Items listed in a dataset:
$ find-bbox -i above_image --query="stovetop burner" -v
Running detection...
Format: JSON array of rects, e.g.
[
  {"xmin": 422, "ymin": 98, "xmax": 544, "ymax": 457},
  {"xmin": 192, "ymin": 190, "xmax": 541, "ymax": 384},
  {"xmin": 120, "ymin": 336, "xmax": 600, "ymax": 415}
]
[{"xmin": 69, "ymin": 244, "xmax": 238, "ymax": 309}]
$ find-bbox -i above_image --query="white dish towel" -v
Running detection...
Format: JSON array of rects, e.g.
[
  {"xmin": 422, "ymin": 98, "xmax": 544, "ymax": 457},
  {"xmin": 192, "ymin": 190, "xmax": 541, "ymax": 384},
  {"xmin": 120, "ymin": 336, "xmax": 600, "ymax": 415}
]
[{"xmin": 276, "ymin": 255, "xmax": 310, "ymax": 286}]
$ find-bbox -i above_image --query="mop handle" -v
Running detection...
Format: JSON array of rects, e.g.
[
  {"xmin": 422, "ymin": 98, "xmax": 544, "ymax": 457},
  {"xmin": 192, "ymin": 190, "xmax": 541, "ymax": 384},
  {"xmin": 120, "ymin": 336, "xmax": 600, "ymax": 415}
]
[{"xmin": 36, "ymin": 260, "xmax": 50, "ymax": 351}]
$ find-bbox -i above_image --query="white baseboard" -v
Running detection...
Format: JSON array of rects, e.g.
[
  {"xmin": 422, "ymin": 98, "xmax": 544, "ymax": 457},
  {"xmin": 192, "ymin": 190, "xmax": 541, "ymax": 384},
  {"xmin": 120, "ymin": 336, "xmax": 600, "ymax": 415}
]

Task: Scan the entries for the word "query". Report each line that has it.

Result:
$ find-bbox -i above_image --query="stovetop burner" -v
$ find-bbox -i above_image --query="white dish towel" -v
$ find-bbox -i above_image --query="mop handle" -v
$ find-bbox -i above_image --query="white baseboard" -v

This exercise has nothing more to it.